Directions: Leave out pictures; repeat exactly the lines from the "[18, 8], one" line through the last of the data below.

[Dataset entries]
Segment Open

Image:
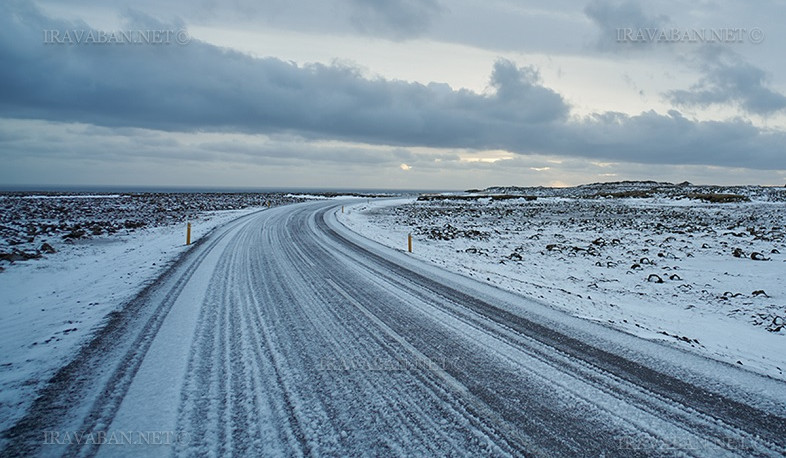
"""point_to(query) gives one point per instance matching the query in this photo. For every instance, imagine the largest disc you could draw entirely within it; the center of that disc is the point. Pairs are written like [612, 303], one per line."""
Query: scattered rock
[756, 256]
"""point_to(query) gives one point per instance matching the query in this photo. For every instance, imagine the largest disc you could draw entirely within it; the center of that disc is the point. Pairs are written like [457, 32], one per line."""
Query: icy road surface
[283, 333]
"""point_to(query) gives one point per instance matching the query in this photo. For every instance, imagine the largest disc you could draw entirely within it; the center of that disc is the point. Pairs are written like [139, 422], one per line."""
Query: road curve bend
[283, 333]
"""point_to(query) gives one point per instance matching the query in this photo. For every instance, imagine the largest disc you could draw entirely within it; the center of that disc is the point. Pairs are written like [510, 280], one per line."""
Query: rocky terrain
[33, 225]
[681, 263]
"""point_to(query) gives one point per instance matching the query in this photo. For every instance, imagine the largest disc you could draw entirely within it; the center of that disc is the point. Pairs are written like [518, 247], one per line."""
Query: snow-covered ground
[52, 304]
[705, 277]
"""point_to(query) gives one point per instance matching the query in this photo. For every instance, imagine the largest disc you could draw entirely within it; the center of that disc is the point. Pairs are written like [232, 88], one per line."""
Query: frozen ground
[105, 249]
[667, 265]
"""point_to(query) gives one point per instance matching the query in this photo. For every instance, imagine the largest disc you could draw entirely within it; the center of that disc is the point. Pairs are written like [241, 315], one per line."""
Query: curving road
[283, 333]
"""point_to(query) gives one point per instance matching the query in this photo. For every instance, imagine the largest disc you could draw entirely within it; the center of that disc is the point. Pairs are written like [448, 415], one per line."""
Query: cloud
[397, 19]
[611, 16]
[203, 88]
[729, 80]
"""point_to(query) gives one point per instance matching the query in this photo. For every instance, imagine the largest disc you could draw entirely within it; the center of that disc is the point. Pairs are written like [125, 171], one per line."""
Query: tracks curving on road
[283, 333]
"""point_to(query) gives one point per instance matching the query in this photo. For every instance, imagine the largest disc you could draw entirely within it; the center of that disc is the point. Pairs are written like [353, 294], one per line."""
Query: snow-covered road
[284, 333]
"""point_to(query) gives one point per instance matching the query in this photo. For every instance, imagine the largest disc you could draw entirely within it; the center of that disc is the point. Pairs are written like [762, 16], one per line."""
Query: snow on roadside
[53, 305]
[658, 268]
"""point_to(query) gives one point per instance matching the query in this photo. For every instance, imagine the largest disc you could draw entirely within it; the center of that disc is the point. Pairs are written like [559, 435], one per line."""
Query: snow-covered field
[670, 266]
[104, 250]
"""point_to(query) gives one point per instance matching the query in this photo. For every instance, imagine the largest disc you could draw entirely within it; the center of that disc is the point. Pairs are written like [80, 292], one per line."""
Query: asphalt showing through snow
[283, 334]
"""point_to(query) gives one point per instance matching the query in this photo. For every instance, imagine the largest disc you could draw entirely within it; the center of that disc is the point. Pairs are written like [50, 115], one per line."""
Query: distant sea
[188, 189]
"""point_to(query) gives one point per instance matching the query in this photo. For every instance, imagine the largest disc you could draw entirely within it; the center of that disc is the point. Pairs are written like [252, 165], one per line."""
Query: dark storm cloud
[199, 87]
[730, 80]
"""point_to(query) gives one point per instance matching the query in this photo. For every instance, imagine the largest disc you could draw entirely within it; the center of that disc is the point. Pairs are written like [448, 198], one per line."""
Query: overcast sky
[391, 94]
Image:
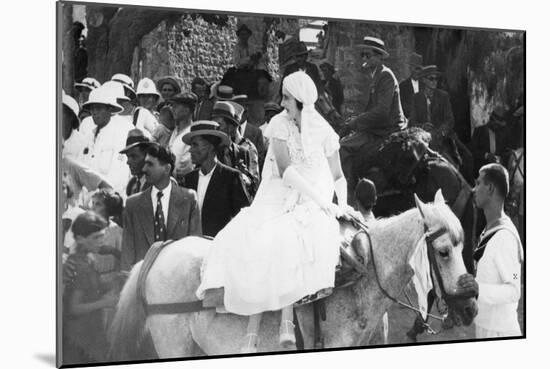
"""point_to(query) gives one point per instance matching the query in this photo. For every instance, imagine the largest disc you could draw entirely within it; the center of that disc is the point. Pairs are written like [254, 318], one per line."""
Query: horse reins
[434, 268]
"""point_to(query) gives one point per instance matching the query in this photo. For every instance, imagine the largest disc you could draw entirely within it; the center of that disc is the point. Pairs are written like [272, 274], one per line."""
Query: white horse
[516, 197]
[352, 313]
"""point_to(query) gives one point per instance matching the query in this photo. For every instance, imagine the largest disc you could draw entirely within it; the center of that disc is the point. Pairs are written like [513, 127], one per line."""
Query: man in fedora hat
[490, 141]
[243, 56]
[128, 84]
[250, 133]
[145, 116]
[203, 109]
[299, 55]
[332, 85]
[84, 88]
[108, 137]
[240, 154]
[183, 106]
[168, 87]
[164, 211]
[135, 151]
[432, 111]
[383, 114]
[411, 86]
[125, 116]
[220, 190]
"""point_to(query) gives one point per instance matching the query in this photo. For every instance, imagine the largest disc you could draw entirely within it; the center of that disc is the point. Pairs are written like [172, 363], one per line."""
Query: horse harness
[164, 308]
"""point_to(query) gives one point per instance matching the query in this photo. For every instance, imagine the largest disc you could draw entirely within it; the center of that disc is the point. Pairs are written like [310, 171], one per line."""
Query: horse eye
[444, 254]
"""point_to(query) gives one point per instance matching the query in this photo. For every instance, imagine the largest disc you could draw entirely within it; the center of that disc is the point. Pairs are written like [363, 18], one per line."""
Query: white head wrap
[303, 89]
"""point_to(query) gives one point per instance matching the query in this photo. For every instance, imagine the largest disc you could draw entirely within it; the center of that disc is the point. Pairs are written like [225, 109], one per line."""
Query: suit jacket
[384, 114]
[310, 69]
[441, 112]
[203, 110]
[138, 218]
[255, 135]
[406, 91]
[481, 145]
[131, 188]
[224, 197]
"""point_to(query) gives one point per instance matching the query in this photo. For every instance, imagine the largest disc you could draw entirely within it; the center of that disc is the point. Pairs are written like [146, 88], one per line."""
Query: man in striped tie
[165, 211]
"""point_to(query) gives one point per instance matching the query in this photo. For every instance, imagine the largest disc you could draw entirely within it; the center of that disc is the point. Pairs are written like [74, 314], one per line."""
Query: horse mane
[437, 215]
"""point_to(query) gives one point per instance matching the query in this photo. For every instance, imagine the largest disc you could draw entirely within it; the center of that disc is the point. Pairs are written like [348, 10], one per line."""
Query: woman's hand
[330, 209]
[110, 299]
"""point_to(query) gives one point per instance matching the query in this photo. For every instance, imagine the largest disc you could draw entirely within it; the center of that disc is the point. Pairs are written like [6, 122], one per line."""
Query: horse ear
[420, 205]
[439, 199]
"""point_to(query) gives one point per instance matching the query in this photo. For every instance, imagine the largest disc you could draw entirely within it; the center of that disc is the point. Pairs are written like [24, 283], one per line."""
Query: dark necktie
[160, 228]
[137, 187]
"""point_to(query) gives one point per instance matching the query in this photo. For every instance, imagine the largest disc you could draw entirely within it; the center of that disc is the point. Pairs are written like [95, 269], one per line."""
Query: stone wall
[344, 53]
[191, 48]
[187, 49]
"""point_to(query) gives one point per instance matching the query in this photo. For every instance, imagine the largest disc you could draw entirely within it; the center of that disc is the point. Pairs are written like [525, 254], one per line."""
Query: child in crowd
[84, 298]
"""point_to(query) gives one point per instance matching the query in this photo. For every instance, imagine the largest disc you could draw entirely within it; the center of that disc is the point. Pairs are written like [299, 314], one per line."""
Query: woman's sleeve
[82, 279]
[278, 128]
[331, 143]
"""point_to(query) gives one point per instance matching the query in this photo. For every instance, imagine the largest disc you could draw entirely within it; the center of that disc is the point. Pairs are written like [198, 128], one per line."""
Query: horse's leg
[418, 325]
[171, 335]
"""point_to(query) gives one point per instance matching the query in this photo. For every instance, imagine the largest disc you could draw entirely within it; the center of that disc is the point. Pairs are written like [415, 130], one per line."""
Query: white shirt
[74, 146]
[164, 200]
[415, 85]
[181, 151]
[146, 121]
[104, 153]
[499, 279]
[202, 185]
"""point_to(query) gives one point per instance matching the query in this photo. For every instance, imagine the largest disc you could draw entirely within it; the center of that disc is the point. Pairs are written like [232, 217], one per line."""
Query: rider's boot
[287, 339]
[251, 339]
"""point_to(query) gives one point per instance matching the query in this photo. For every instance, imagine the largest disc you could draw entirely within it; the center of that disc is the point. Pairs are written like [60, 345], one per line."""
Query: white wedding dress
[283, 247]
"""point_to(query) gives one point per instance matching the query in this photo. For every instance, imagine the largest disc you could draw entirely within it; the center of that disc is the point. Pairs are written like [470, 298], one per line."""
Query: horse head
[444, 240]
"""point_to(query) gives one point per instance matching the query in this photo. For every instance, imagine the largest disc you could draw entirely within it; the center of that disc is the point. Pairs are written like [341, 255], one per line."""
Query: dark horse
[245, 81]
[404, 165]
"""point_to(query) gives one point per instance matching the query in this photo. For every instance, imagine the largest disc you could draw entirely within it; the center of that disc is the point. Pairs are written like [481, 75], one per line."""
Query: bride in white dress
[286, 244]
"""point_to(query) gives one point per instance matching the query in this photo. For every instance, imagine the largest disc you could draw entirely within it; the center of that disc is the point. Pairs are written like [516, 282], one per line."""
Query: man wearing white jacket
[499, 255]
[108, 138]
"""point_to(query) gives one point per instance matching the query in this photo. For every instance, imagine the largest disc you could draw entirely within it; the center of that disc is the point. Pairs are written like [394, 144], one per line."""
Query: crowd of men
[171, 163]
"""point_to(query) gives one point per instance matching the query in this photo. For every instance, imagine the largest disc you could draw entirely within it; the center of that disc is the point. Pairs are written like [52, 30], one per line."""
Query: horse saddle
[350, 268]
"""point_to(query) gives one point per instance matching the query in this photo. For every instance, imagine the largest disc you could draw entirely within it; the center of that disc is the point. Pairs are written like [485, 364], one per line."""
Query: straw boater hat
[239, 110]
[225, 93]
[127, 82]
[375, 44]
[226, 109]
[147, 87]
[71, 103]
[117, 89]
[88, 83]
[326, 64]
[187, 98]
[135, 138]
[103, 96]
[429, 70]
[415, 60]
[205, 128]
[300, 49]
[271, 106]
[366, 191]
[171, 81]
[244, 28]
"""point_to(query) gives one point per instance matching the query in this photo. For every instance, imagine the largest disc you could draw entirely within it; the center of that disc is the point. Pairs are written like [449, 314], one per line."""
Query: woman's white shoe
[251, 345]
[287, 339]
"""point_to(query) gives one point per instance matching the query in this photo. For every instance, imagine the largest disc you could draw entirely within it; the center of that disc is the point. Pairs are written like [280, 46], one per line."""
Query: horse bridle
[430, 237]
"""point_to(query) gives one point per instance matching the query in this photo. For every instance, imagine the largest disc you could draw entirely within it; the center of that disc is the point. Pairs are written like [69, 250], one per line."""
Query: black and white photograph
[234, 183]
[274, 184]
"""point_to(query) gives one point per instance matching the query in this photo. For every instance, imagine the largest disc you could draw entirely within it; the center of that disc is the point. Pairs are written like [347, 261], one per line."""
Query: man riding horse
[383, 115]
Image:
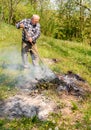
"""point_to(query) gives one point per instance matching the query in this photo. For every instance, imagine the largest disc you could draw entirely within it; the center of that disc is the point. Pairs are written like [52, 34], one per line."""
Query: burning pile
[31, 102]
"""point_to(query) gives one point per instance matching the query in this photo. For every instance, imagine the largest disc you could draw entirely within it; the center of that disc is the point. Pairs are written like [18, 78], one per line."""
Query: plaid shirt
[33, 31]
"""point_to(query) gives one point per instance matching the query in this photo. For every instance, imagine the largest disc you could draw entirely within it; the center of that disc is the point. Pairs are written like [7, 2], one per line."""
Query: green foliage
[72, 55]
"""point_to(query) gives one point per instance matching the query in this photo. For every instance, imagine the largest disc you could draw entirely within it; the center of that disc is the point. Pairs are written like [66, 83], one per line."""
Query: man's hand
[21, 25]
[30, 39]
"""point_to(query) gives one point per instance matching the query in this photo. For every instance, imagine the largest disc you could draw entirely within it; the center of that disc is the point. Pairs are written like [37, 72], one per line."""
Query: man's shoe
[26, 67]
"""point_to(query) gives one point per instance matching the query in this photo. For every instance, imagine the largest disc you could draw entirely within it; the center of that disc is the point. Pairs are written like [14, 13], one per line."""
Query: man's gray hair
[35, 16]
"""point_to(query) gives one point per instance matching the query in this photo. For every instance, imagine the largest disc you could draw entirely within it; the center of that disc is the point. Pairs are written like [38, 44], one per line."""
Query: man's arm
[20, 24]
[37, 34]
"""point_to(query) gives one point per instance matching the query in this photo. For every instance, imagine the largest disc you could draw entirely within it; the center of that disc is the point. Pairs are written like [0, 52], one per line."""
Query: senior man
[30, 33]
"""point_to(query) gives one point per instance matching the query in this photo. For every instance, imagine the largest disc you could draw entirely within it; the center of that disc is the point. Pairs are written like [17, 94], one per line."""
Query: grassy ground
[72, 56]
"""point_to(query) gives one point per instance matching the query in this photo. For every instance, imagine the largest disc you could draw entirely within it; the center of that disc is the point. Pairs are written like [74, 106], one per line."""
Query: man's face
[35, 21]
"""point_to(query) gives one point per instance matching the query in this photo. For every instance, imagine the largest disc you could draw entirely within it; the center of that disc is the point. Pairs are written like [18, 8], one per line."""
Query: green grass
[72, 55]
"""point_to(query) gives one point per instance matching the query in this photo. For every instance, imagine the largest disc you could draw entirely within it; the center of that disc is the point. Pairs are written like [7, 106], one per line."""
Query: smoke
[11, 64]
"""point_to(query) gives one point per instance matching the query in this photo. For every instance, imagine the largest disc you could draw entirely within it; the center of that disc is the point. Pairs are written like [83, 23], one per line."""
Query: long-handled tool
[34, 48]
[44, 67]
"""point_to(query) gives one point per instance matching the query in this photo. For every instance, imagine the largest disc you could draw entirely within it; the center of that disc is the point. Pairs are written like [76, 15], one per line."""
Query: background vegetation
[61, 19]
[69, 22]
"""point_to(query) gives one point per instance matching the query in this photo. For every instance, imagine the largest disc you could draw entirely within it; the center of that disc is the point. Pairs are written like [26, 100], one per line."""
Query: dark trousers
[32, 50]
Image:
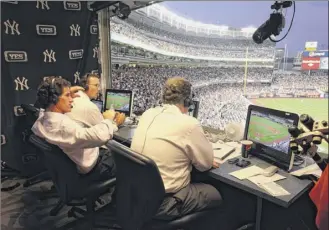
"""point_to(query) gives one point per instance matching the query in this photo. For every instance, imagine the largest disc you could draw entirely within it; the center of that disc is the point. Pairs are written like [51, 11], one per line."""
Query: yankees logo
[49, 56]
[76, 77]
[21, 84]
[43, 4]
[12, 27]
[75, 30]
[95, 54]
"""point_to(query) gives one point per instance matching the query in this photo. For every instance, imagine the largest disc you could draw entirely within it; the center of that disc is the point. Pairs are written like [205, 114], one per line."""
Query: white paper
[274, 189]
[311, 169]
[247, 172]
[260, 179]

Segment Closed

Reply:
"""point_to(query) gives one point per instance matching the query in this photo. For every instance, imagine the largest disc you could draw entirely within it; the center of that disc is the point. Pairs are written like [18, 8], one per line."""
Query: green grass
[72, 55]
"""point_to(query) gives one point per instance matching the query in this photo. For every instance, imagine the largest disc you could draw entirely within it; the center of that disc is the point. Pairs are written like [7, 106], one per line."""
Query: smoke
[11, 64]
"""point_to(query) gives one point per instance matching the query in this photo. For every instance, imagine the largest disc you could draw entirely within it; the center of that disc is the point. Pairs are written like [83, 23], one per line."""
Query: long-handled tool
[34, 48]
[44, 67]
"""point_to(query) gives one point per instance matching the query in this photo. For every instance, imagine the largest disc you could draw entirely within it; the center of that disc is the point. Pairs are written like [76, 15], one per line."""
Query: background vegetation
[61, 19]
[69, 22]
"""point_to(query) gives one point per instance matching the query in this photo. For every instance, imagine the largest disc you could draw entirely within it; the center of that disc is the point. Pairs are written like [26, 100], one per line."""
Query: dark trousers
[32, 50]
Image:
"""point_to(query) gives one point per instance matching the query in this photo. For every instance, imagine the largest disc you could draw entirely within it; the center of that disc is the point. Pairs are written like [51, 11], one per line."""
Query: yankees logo
[49, 56]
[76, 77]
[21, 84]
[43, 4]
[12, 27]
[75, 30]
[95, 54]
"""point_to(query) gives one point per instance matching the query in this photo. For every instance, imagine the largest disc you could draw entirely within it; the center of that disc is the point. Pairs are written like [205, 114], one per line."""
Query: white paper
[274, 189]
[311, 169]
[247, 172]
[260, 179]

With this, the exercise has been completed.